Extracted data rows
# # #

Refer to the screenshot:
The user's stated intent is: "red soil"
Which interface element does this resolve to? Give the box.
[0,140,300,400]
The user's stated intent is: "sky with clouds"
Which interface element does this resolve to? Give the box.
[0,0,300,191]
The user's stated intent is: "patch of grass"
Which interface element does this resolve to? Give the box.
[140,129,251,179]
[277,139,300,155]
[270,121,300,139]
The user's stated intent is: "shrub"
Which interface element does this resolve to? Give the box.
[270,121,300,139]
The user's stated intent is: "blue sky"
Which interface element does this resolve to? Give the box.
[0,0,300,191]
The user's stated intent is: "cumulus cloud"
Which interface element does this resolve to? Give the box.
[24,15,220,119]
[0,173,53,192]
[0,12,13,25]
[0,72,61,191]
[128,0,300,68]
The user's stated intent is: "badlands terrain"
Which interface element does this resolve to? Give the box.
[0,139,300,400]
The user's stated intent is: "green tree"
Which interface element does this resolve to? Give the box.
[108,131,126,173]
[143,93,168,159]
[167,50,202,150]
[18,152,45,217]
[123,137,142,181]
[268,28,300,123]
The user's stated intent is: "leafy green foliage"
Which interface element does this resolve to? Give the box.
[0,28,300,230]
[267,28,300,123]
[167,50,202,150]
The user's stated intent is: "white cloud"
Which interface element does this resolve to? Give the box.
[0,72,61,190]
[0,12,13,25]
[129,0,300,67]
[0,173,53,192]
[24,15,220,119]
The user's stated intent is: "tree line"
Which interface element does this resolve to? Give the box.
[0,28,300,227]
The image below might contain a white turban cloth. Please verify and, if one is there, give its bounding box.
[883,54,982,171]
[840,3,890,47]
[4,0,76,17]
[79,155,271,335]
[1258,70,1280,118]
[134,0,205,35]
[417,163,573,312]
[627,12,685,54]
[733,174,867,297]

# # #

Aim of the task: Return, unchanged, each line of the rows above that contains the string "white". Letter case counts when matching.

Output for this exercise:
The user's stated intent is: "white cloud"
The image below might contain a white turban cloth. Please verify and, if one is there, give its bounding box.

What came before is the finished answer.